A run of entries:
[BEGIN]

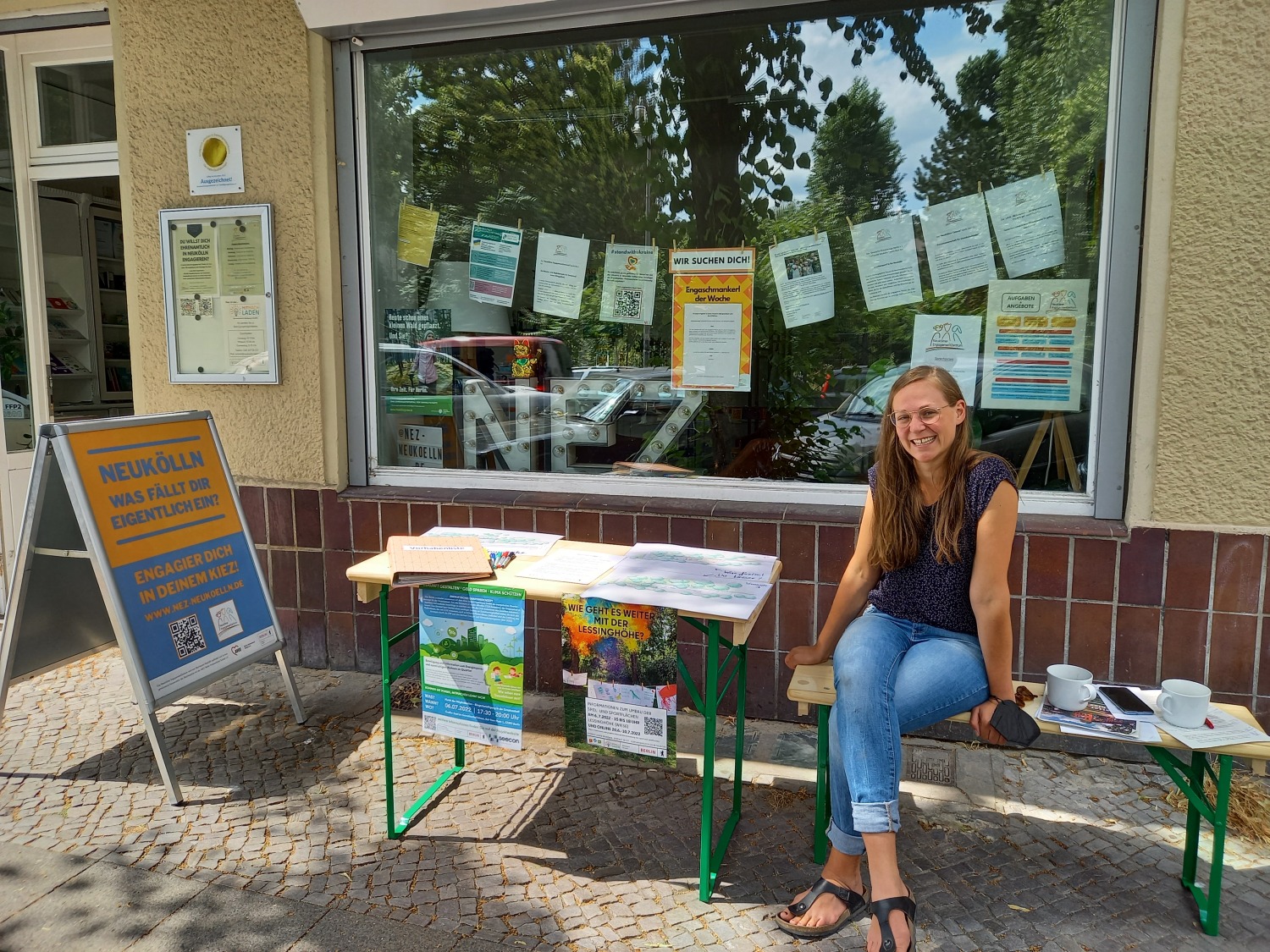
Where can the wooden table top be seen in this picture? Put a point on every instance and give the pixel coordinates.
(371, 574)
(813, 685)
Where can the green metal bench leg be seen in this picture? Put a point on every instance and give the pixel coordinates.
(820, 837)
(1190, 781)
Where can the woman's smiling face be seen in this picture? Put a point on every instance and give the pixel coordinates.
(926, 442)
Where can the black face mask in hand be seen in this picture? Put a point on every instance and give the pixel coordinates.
(1013, 724)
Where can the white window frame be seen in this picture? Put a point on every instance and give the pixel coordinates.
(69, 47)
(1119, 213)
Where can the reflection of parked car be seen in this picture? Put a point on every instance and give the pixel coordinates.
(510, 358)
(525, 405)
(848, 436)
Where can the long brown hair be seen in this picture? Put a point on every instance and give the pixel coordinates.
(901, 520)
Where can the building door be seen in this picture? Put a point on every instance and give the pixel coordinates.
(64, 345)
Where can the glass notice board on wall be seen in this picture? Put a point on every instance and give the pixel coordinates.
(218, 269)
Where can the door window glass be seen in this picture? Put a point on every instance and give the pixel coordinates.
(76, 103)
(14, 366)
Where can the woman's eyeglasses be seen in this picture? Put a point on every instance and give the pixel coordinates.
(927, 415)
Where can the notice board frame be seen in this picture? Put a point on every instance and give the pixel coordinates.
(61, 550)
(198, 300)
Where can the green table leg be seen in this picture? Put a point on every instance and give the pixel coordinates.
(1189, 779)
(820, 837)
(396, 828)
(716, 683)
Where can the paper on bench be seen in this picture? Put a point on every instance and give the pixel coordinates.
(571, 565)
(1227, 729)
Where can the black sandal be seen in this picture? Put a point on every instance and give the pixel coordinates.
(855, 903)
(883, 908)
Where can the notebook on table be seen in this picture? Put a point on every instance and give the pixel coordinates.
(431, 560)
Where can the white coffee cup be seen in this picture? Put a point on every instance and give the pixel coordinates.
(1069, 687)
(1184, 702)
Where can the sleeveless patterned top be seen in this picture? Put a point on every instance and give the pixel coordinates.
(939, 593)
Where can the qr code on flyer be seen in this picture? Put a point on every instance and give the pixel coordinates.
(627, 302)
(196, 307)
(187, 636)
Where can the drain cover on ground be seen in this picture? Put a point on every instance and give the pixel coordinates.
(931, 766)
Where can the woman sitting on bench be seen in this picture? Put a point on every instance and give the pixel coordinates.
(935, 639)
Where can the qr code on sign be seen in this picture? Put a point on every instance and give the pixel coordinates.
(187, 636)
(627, 302)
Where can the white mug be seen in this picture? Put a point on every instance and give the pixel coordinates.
(1069, 687)
(1184, 702)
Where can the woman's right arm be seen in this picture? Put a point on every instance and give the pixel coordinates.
(848, 601)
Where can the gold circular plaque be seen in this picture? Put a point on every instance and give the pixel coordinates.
(216, 151)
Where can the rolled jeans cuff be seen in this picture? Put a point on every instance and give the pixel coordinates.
(875, 817)
(846, 843)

[END]

Exercise brief: Reproduce every entry above word for word, omitting the pictures.

Solution to the problem:
Where can the wooden table top be seen in this picture? Put a point on every instance and give the pixel coordinates.
(371, 574)
(813, 685)
Where can the green metal bench leg be seen in this picture? Put a point on every instance and give the pixel coordinates.
(820, 837)
(1190, 781)
Where can the woman's smiling face be seen in this picture? Put a point on every instance and give the pixel coordinates.
(926, 442)
Where can the black face mask in hand be seen in this picture? Put a point on every instance and give the pixel coordinates.
(1013, 724)
Where can the white window frame be seen in this picture? Put a point on every instance and give the pixel coordinates.
(69, 47)
(1119, 213)
Where can the reflection of parked car be seen in this picture? Put a point on every instance and give the pixel coordinates.
(510, 358)
(525, 405)
(848, 436)
Where can the long brown hair be seen in this picture? Put a point on every instance and give the pixel coordinates.
(901, 520)
Where can the building door be seen in this picture? Put a point on every instance and give the pixel coordinates.
(64, 345)
Where can the glass notice board on wall be seen in this picture? Put a point on every instance and give the pixel coordinates.
(218, 269)
Where can the door window glass be seen in this picture? Put a point on every instance and give the pixel coordinates.
(76, 103)
(14, 366)
Where can the woman's eyeglasses be seen in this picture? Put a point on every instance and give the pixel coordinates.
(927, 415)
Where can the notice board frame be seen in this picture? Put a point on every instance and give the pixel coordinates.
(61, 550)
(198, 300)
Where can the green table leg be seen in this picture? Put a point on every instance and give the pixel coordinates.
(1189, 779)
(820, 837)
(396, 828)
(716, 683)
Where can the paper on bench be seen in this picture? Put a point on every instance and give the pixel coordinates.
(571, 565)
(1227, 729)
Where can the black sandal be seen in this picture? Put a point on every instance and give the pixel coordinates.
(855, 903)
(883, 908)
Where can the notebook on table be seen in this picture? Put a point on every instance and give the pixel coordinates.
(431, 560)
Where can the white coffee cup be seen in this picture? Put a point on every instance and give the pixel coordinates.
(1069, 687)
(1184, 702)
Where can the sleeveless patterned top be seen in this picture? Put a point on every instance and give the pixel coordinates.
(939, 593)
Where can the qr code on flyer be seen in this picture? Put a point on every instance and give the pixel coordinates.
(627, 302)
(196, 307)
(187, 636)
Where can the drain cover on ground be seen in this picture? Put a point on every instance and give the pixel coordinates.
(931, 766)
Where can the woman sitting on bench be seen in this picture? Put a point on every instance and give the pixel coordinates.
(935, 639)
Where can the qr code on sign be seen in this picture? Put a point on every instance and give the pixel coordinates.
(187, 636)
(627, 302)
Where can the white mug be seen in this picture? Put a point on every instance and give the pixel coordinates.
(1069, 687)
(1184, 702)
Where can the woman's right arm be seen in this picture? Put a point on every instance and give the pixel coordinates.
(848, 601)
Where can the gold circular plaque be seen in this picture? Put a point on every instance and give the pixel coordinates.
(216, 151)
Where can the rolled jeans cuff be seen in this picture? Put a point on every instance and give the pixel coordinates.
(875, 817)
(846, 843)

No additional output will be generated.